Reading text Block Start

Bill Plante's journey from his Rogers Park upbringing to his current and longstanding post as CBS News White House correspondent has been, in many senses, a conventional one for reporters of a certain age. Plante, now 76, got into radio young — at 17, he recalls, in Evanston and then with WNIB-FM in Chicago — transitioned to television and then to the network. While covering some of the major events of the last half-century, he's earned a reputation for humility, hard work and a certain old-fashioned sense of the role of, as he puts it, "an actual, everyday, working reporter."
Wednesday in Washington, the Radio Television Digital News Foundation will give Plante its lifetime achievement award. We used the occasion to talk with Plante about how access to the president has diminished while demands on correspondents have grown, his Chicago roots and much more. An edited transcript follows.
Q: You are getting a lifetime achievement award. I would imagine that maybe brings some mixed feelings.

Reading text Block End
Available data Block Start

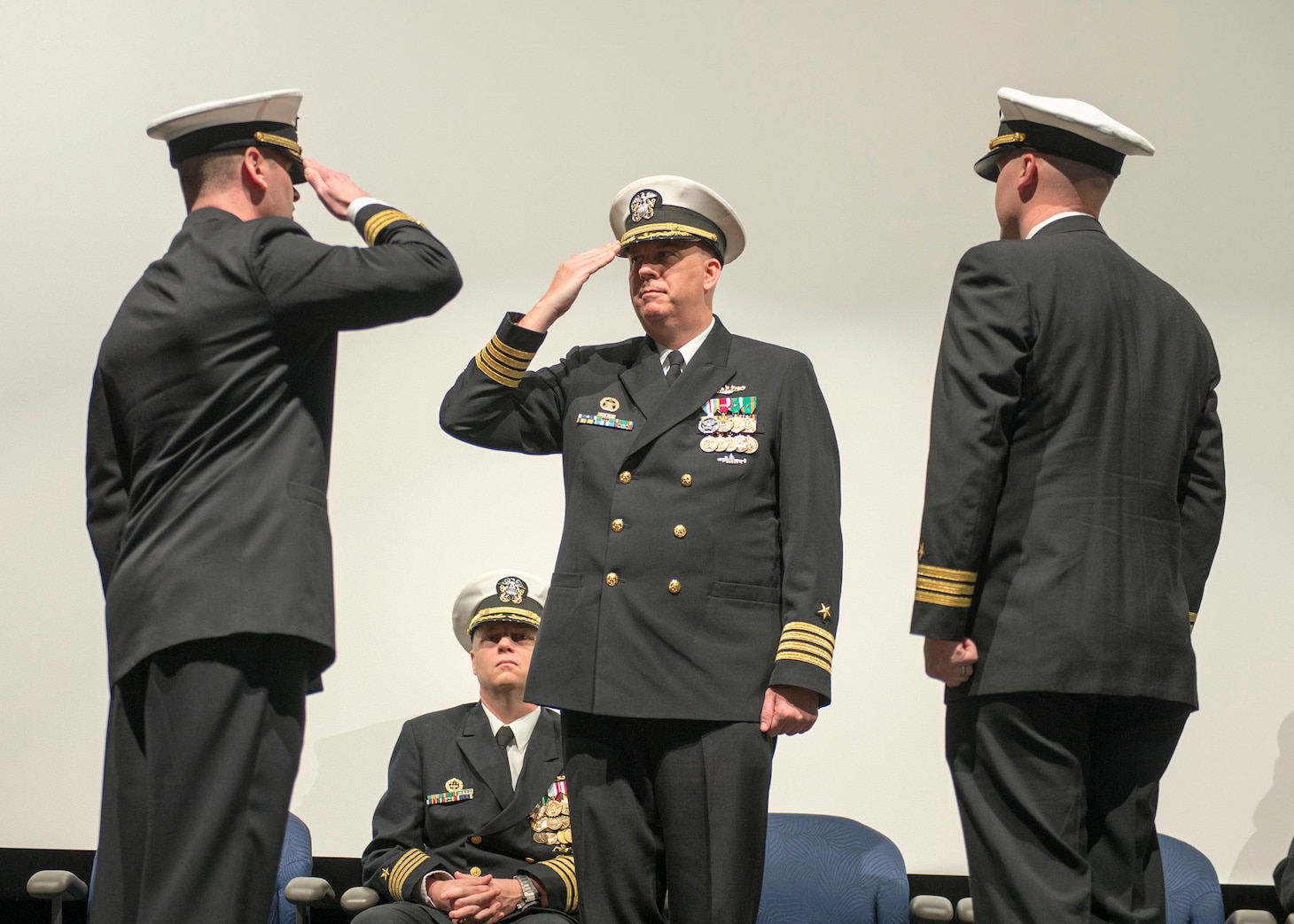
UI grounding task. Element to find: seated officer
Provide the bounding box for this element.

Available data Block End

Task 1 ▸ Say whether each statement agrees with the Bill Plante profile, answering yes or no and quoting the deciding words: (a) Plante started in radio at age 17. (b) The White House gives Plante the lifetime achievement award. (c) Plante is 67 years old.
Task 2 ▸ Carry on the Bill Plante interview from the last sentence shown.

Result 1 ▸
(a) Yes: "at 17, he recalls, in Evanston and then with WNIB-FM in Chicago"
(b) No: "the Radio Television Digital News Foundation will give Plante its lifetime achievement award"
(c) No: "Plante, now 76"

Result 2 ▸
A: Well, it's very generous of them, and I do appreciate it. But I often wonder, as I'm sure people must in this situation, whether they just needed to find somebody who's been around long enough, or whether I really measured up to it. You know, it is an honor and I do appreciate it, but I have to be slightly amused. I've emceed this dinner on other occasions, and now I'm on the receiving end.
Q: You've seen other people get these awards, then. What did you learn from watching some of your colleagues and peers?
A: Well, to be perfectly serious, I learned that they all had a body of work that demanded some respect. I hope I do, too.
Q: What have been the major changes in White House coverage from your first years covering the Reagan administration to now?
A: In the Reagan White House and to some extent in H.W. Bush's and in Clinton's there were enough internal divisions that you could easily find sources to talk about the other side. Clinton's was a free-for-all. There was no top-down discipline. Everybody advanced their own causes and interests. When W. got in, he was a top-down disciplinarian. He did not like that stuff. He was neither as stupid or as disconnected as people thought, not at all. If he saw somebody leaking he didn't like it. And this president doesn't like it any more than that. So there is a sense internally, these last two administrations, that you'd better not give anything up. People still do, but it's just a lot harder.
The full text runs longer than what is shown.